Segment Start: Available data

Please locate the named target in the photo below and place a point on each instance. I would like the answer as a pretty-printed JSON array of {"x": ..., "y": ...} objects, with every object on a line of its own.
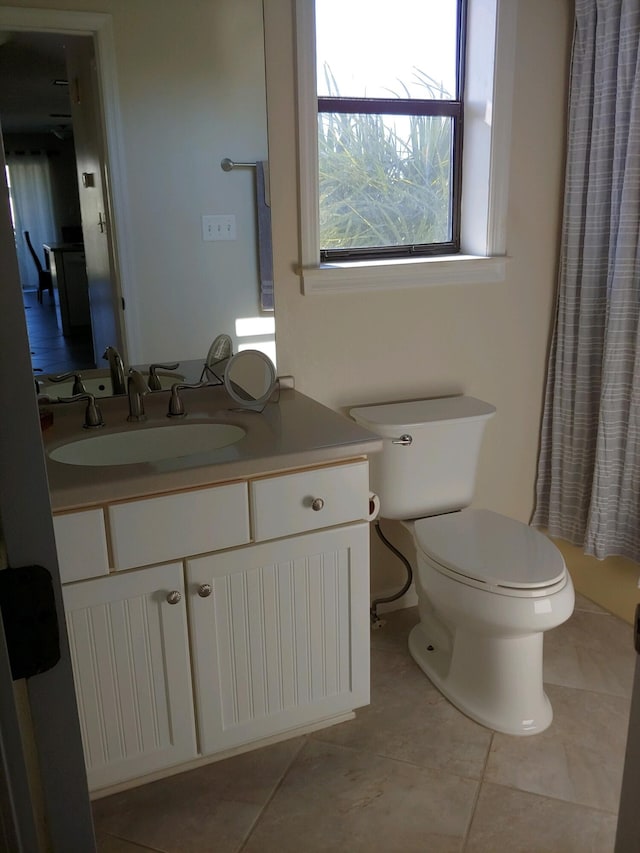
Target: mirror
[
  {"x": 186, "y": 86},
  {"x": 250, "y": 379}
]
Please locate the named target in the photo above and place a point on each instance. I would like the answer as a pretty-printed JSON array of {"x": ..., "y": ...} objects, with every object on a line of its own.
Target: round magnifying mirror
[{"x": 250, "y": 378}]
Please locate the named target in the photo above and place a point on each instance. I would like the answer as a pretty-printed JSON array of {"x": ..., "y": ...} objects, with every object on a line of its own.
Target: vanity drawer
[
  {"x": 173, "y": 526},
  {"x": 309, "y": 500},
  {"x": 81, "y": 543}
]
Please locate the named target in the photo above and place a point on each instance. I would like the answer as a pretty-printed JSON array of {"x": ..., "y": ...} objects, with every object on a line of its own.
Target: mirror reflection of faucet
[
  {"x": 136, "y": 389},
  {"x": 78, "y": 384},
  {"x": 219, "y": 354},
  {"x": 116, "y": 369},
  {"x": 154, "y": 381}
]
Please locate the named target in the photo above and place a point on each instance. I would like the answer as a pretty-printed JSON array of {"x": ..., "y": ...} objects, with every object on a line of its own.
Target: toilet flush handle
[{"x": 405, "y": 440}]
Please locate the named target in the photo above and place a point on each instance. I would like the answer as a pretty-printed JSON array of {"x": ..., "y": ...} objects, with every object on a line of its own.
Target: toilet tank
[{"x": 436, "y": 472}]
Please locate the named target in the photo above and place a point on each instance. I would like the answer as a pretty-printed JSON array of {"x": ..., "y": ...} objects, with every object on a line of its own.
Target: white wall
[{"x": 489, "y": 341}]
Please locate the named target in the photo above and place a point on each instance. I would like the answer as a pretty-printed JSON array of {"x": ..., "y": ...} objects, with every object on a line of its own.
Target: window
[
  {"x": 487, "y": 97},
  {"x": 389, "y": 127}
]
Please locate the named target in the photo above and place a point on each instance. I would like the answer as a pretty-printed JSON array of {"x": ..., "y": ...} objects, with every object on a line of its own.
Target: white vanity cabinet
[
  {"x": 279, "y": 634},
  {"x": 130, "y": 656},
  {"x": 258, "y": 626}
]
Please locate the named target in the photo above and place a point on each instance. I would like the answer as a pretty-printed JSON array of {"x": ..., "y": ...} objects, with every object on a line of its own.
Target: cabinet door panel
[
  {"x": 129, "y": 650},
  {"x": 283, "y": 640}
]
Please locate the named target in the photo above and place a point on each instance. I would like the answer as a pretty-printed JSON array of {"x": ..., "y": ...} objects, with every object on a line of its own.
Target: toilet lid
[{"x": 490, "y": 548}]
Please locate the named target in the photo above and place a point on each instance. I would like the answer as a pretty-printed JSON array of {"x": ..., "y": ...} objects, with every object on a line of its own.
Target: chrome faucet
[
  {"x": 93, "y": 415},
  {"x": 116, "y": 368},
  {"x": 136, "y": 388}
]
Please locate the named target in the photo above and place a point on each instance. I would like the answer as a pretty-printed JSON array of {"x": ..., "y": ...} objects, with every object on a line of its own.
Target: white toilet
[{"x": 488, "y": 586}]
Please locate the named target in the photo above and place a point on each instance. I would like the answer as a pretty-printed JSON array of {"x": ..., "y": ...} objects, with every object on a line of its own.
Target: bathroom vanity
[{"x": 219, "y": 600}]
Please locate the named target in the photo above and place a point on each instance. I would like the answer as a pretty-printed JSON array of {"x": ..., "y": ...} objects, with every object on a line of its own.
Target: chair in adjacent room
[{"x": 44, "y": 276}]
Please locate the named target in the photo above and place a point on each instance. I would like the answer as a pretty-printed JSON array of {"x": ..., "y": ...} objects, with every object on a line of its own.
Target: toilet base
[{"x": 495, "y": 681}]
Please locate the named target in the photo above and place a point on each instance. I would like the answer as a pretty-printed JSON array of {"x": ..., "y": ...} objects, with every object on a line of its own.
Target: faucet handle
[
  {"x": 92, "y": 416},
  {"x": 78, "y": 384},
  {"x": 154, "y": 382}
]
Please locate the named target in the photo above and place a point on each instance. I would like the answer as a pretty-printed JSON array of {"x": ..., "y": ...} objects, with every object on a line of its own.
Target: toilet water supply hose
[{"x": 376, "y": 622}]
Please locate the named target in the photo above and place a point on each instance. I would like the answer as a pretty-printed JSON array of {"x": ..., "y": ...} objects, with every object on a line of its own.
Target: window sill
[{"x": 397, "y": 274}]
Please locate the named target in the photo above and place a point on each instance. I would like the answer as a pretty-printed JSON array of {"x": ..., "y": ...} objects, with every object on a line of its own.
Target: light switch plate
[{"x": 219, "y": 227}]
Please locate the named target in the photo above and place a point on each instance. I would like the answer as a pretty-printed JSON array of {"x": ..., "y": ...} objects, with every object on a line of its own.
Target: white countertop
[{"x": 294, "y": 432}]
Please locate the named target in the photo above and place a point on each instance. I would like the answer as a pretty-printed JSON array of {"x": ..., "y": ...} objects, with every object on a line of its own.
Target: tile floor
[{"x": 411, "y": 773}]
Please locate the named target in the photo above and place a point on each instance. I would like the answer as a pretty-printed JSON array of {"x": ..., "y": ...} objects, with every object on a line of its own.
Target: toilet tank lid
[{"x": 413, "y": 413}]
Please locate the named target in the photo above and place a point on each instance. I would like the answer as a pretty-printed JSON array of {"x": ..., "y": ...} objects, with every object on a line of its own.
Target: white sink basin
[{"x": 147, "y": 445}]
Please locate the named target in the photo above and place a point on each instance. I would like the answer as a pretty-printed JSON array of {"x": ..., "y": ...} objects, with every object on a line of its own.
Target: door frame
[
  {"x": 44, "y": 799},
  {"x": 99, "y": 26}
]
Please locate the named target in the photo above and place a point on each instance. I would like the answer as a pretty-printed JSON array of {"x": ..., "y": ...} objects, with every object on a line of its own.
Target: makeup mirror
[{"x": 250, "y": 379}]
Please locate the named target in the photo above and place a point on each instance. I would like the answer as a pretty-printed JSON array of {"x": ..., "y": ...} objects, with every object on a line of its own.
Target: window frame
[
  {"x": 452, "y": 108},
  {"x": 488, "y": 96}
]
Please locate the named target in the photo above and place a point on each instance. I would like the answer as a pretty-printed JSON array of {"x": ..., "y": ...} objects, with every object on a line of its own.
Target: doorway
[{"x": 52, "y": 127}]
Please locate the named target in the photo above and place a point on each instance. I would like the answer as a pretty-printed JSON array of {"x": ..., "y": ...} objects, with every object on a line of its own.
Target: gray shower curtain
[{"x": 588, "y": 488}]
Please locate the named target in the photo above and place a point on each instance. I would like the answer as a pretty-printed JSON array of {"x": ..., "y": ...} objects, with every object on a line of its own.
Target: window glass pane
[
  {"x": 384, "y": 180},
  {"x": 382, "y": 49}
]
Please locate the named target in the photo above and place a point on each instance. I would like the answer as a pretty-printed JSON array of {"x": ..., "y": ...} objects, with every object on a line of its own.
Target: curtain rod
[{"x": 227, "y": 165}]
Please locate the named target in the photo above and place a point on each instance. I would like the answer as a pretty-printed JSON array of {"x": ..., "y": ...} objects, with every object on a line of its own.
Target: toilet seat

Segment End: Available data

# Task prompt
The records above are to be copied exactly, without their pictures.

# Exercise response
Please locate the named target in the photo below and place a point on each instance. I would like the answer as a pretty-printed JSON array of {"x": ..., "y": ...} objects, with every object on a line of its own.
Target: mirror
[
  {"x": 186, "y": 86},
  {"x": 250, "y": 379}
]
Please locate the named target in the photo above and place a point on each instance. I would like the answer as a pretty-printed JSON array of {"x": ..., "y": ...} objects, with every object on a line of its own.
Target: round magnifying mirror
[{"x": 250, "y": 378}]
Please locate the named target in the photo above and place a point on each instance. I would like the answer as a pretty-printed JSON array of {"x": ..., "y": ...} objects, with every object on a line of its own.
Target: vanity drawer
[
  {"x": 173, "y": 526},
  {"x": 309, "y": 500},
  {"x": 81, "y": 543}
]
Please locate the named target in the photo above and place a point on each instance. I would like the answer as a pretty-printed JSON array of {"x": ..., "y": ...} objects, with every object on a line of its own.
Target: mirror reflection of faucet
[
  {"x": 136, "y": 389},
  {"x": 78, "y": 384},
  {"x": 219, "y": 354},
  {"x": 116, "y": 369},
  {"x": 154, "y": 381}
]
Please locate the named target in the photo above and place a point on each instance. I would like the answer as a pretty-printed JSON array of {"x": ..., "y": ...} objects, with every object on a line of its own.
Target: toilet flush handle
[{"x": 405, "y": 440}]
Please locate the named target in the photo above and place a point on each instance. I would like the answer as a pretty-printed JSON array of {"x": ..., "y": ...} objects, with every object on a line of its own.
Target: toilet tank
[{"x": 436, "y": 472}]
Please locate the named target in the photo above and place a point on each instance. I would like the answer as a pretty-printed JSON array of {"x": ..., "y": ...} objects, with every object on a line of its own.
Target: white wall
[{"x": 489, "y": 341}]
Please locate the named target in the photo above and place a point on each instance. I would like the answer as a pretty-printed JSON array of {"x": ..., "y": ...} objects, with every object on a line of its own.
Target: window
[
  {"x": 487, "y": 97},
  {"x": 389, "y": 127}
]
Please locate the named target in the photo above and place a point on each instance. I would like the answer as a pretty-printed JSON array of {"x": ..., "y": ...} objects, with every object on a line of its own.
Target: white vanity cabinet
[
  {"x": 279, "y": 634},
  {"x": 130, "y": 656},
  {"x": 258, "y": 626}
]
Please locate the named target in the photo above and place a point on each instance. I would like the answer as a pretty-printed JSON array of {"x": ..., "y": ...} objects, with every object on a line of its own.
Target: cabinet door panel
[
  {"x": 129, "y": 650},
  {"x": 283, "y": 640}
]
Please locate the named target in the photo above and place a point on each instance. I would like the answer as a pretty-printed JSON array of {"x": ..., "y": ...} objects, with every object on a line of its own.
Target: toilet lid
[{"x": 490, "y": 548}]
Please locate the named target in the photo above and place a point on each instance. I would like the answer as a pretty-printed JSON array of {"x": ..., "y": ...} objects, with every object on a line of its own.
Target: chrome faucet
[
  {"x": 93, "y": 415},
  {"x": 116, "y": 368},
  {"x": 136, "y": 388}
]
Please locate the named target in the photo above and place a point on each instance. I would like the answer as a pretty-printed JSON array of {"x": ..., "y": ...} objects, with every object on a line of its own.
Target: white toilet
[{"x": 488, "y": 586}]
Please locate the named target in the photo above and place a point on each instance. I would like the answer as a pretty-printed JSON array of {"x": ..., "y": ...} objects, with every object on a line of its own.
Target: bathroom vanity
[{"x": 219, "y": 600}]
Please locate the named target in the photo above and place a point on each instance. I would like the answer as a pretty-printed JSON array of {"x": ..., "y": ...} objects, with every object on a line of its own.
Target: chair in adjacent room
[{"x": 44, "y": 276}]
Please locate the named target in the photo above and place a point on each instance. I would like the answer as a pretty-printed JSON array of {"x": ..., "y": ...} objects, with every object on a line of its own.
Target: toilet base
[{"x": 495, "y": 681}]
Please locate the named target in the photo above and place a point on each instance. I would like the answer as a pretty-printed JSON array of {"x": ..., "y": ...} objects, with every object on a line of its own.
Target: faucet handle
[
  {"x": 92, "y": 416},
  {"x": 78, "y": 384},
  {"x": 154, "y": 382}
]
Please locate the named target in the photo above and place a point on each instance. I would like the answer as a pretty-printed JSON array of {"x": ..., "y": ...} objects, with every object on a line of its own.
Target: toilet water supply hose
[{"x": 376, "y": 622}]
Please locate the named target in the photo above and place a point on each instance. I would like the answer as a pretty-printed JSON array of {"x": ..., "y": ...} objects, with every object on a line of its own.
Target: window sill
[{"x": 397, "y": 274}]
Please locate the named target in the photo above and place a point on each instance. I would like the answer as a pretty-printed JSON array of {"x": ..., "y": ...} objects, with every object on a line of its own.
Target: light switch plate
[{"x": 219, "y": 227}]
Please locate the named target in the photo above and place a point on each instance. I would like the answer as a pretty-printed JSON array of {"x": ..., "y": ...} objects, with every object on a line of its own.
Target: white countertop
[{"x": 294, "y": 432}]
Please locate the named target in the photo above and place a point on each instance. I would like the answer as a pretty-printed JSON array of {"x": ..., "y": ...} objects, with every object on a line of its own.
Target: tile floor
[{"x": 411, "y": 773}]
Please locate the named target in the photo above and place a point on each instance. I would like the answer as a pretty-printed JSON array of {"x": ..., "y": ...} objects, with every object on a line of its own.
Target: toilet tank lid
[{"x": 413, "y": 413}]
Please locate the named target in the photo above and place a point on each instance. I would like the answer as a pretty-printed JSON array of {"x": ..., "y": ...} objects, with every object on a line of its own.
Target: white sink basin
[{"x": 147, "y": 445}]
Please locate the named target in the photo above and place a point on each instance. I would like the answer as a pretty-printed JSON array of {"x": ..., "y": ...} objects, with every object on a line of its own.
Target: door frame
[
  {"x": 44, "y": 799},
  {"x": 99, "y": 26}
]
Please locate the named target in the photo above and place a point on each instance. I would like the answer as a pretty-printed JSON array of {"x": ..., "y": ...} objects, with every object on a line of its own.
Target: makeup mirror
[{"x": 250, "y": 379}]
Please locate the named target in the photo above and place a point on each instance. I would like the answer as a pretty-printed JSON array of {"x": ..., "y": ...} objects, with every object on a line of its own.
Target: window frame
[
  {"x": 452, "y": 108},
  {"x": 488, "y": 96}
]
Please locate the named target in the photo above and place a point on each instance. I would like the answer as a pretty-printed JSON array of {"x": ..., "y": ...} objects, with every object on a line of its own.
Target: doorway
[{"x": 52, "y": 127}]
Please locate the named target in the photo above and place a point on each instance. I would like the answer as a pretty-printed JSON array of {"x": ..., "y": ...} objects, with every object on a line of its own.
Target: gray shower curtain
[{"x": 588, "y": 488}]
Please locate the named target in the photo above and place a point on each instance. I would like the answer as a pretty-printed JSON array of {"x": ..., "y": ...} objects, with every object on a line of its own.
Target: window glass pane
[
  {"x": 384, "y": 180},
  {"x": 382, "y": 49}
]
Please locate the named target in the photo above and place a point on each instance. I would like the answer as a pretty-printed JSON array of {"x": ..., "y": ...} objects, with every object on a line of its own.
Target: curtain rod
[{"x": 227, "y": 165}]
Please locate the named target in the photo above and place a point on each instance. I would like the answer as a pretty-printed JSON array of {"x": ..., "y": ...} objects, with every object on a line of its own.
Target: toilet seat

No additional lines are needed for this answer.